--- REQUIRED TASKS ---
1. Answer these questions from the matte paint thread:
(a) In what month did MelW move into the new place?
(b) According to mack, how often does the average homeowner paint?
(c) What two things does mack say will do an adequate job on flat paint?
2. Transcribe the matte paint thread word for word, starting with "The bathroom is" and going on through "(Sep 5, 2007)".

═══ DOCUMENT PASSAGE

# How to clean my walls with matte paint?



## MelW (Jan 13, 2005)

I've always had gloss or semi-gloss, which seems to wipe down nicely with just water. We just moved in to a new place in July, and my walls are covered in toddler fingerprints and general grime. But when I wipe them down, my rags shed and leave them looking bad, and if I rub at anything paint comes off.

The bathroom is especially troublesome- the fan isn't terrific, so the walls get wet with the morning showers. There are streaky water marks all over the wall near the shower (I do leave the fan on for quite a while in the morning, but it doesn't seem to make a difference- it's the initial shot of steam during the shower).

Should I be using a "product"? How can I wash the walls without taking the paint off?


----------



## mack (Sep 5, 2007)

This is why the average rental is painted every 5 years, and the average homeowner paints every 7 years. There is no way to REALLY clean flat paint (though if you want, a sponge mop and some TSP will do an adequate job). Just prime and re-paint, and never put a flat in a bathroom or kitchen- that's what semi-gloss is for. I feel your pain. I'm not sure which I hate more- grimy walls or painting.

══════
═══ EXCERPTED DATA

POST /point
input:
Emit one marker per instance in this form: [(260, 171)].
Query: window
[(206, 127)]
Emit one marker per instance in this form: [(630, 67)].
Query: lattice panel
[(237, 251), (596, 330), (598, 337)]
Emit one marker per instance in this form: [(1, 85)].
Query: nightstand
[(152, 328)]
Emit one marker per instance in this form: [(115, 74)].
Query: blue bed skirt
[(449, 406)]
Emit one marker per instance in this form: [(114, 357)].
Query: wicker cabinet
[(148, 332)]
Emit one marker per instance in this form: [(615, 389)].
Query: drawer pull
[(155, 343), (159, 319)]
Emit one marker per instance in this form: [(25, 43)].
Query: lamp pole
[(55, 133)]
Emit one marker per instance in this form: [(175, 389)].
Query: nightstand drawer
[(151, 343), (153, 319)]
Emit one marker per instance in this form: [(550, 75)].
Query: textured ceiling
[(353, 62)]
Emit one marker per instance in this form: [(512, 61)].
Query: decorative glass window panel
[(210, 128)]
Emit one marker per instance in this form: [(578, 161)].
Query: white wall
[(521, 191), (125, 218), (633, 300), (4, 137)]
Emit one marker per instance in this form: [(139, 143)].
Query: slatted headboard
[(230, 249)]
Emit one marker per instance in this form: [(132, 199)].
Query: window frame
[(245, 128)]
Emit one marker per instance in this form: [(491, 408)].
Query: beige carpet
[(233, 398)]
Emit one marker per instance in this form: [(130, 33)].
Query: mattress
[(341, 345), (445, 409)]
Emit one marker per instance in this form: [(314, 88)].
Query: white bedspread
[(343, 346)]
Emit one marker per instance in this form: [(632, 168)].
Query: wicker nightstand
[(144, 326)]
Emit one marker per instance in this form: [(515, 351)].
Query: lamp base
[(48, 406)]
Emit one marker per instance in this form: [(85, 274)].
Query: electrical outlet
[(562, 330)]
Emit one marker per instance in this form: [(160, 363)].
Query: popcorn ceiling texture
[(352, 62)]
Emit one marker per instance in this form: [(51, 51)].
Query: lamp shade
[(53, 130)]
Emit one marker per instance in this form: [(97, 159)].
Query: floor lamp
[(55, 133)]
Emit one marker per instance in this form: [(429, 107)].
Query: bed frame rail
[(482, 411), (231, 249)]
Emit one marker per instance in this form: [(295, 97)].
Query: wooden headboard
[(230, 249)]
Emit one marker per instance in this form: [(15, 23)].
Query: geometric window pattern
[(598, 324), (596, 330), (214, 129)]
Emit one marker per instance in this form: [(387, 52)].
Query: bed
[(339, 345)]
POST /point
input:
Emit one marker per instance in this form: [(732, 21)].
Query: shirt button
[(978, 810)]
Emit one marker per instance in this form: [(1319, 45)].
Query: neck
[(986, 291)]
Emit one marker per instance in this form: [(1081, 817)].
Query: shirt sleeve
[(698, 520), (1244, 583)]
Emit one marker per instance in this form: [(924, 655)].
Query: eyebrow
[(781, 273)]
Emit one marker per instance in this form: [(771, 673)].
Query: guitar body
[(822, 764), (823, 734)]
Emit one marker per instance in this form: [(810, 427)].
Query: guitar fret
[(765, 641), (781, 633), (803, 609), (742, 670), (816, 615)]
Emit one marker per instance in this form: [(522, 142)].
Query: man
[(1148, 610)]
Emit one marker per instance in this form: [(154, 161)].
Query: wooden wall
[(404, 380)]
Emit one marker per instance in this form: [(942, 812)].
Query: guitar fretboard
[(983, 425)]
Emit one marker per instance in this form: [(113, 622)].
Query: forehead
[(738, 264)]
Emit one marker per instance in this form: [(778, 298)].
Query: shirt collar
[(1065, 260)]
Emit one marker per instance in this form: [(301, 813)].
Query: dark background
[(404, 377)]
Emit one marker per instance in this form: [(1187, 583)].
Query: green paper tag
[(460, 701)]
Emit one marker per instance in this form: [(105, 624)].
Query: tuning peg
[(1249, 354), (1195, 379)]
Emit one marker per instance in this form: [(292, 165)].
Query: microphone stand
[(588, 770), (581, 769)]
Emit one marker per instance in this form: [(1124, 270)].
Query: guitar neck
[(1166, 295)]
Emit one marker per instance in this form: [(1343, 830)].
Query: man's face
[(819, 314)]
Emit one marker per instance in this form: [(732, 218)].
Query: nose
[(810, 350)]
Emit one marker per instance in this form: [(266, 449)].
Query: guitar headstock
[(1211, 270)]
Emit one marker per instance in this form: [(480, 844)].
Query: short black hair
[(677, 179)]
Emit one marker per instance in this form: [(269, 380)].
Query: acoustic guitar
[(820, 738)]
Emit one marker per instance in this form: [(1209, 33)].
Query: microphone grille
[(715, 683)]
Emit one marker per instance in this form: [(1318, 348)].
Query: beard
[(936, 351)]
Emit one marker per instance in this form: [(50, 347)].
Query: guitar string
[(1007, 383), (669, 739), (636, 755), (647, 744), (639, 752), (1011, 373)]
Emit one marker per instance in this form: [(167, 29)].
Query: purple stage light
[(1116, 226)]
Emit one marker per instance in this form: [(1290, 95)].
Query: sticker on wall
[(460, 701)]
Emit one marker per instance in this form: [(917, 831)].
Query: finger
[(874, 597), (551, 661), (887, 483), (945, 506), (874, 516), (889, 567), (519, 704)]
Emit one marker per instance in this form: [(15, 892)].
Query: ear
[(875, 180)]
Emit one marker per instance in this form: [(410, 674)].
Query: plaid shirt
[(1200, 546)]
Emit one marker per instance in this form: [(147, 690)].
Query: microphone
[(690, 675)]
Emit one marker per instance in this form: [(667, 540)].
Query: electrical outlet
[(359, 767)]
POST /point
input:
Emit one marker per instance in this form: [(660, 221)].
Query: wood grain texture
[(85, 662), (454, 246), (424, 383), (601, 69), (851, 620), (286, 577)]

══════

--- FULL ANSWERS ---
1.
(a) July
(b) Every 7 years
(c) A sponge mop and some TSP

2.
The bathroom is especially troublesome- the fan isn't terrific, so the walls get wet with the morning showers. There are streaky water marks all over the wall near the shower (I do leave the fan on for quite a while in the morning, but it doesn't seem to make a difference- it's the initial shot of steam during the shower).

Should I be using a "product"? How can I wash the walls without taking the paint off?


----------



## mack (Sep 5, 2007)